Przepisz wszystkie poniższe wiersze rekordów razem z poleceniami. W odpowiedziach pomnóż każdą współrzędną punktu przez 0,65 i zaokrąglij wynik do liczby całkowitej, połówki w górę; liczb w poleceniach i w przykładach formatu nie zmieniaj.

MATERIAŁ DO ZADANIA:
....

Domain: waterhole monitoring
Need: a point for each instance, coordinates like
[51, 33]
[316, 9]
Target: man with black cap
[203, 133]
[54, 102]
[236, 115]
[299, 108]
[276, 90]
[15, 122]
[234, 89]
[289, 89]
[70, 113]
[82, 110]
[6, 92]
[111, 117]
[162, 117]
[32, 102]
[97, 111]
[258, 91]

....

ODPOWIEDŹ DO ZADANIA:
Domain: waterhole monitoring
Need: a point for each instance, coordinates like
[51, 33]
[316, 9]
Target: man with black cap
[132, 86]
[35, 66]
[153, 75]
[194, 70]
[179, 59]
[10, 79]
[152, 58]
[188, 58]
[46, 73]
[53, 72]
[4, 60]
[72, 76]
[105, 76]
[21, 66]
[63, 72]
[168, 59]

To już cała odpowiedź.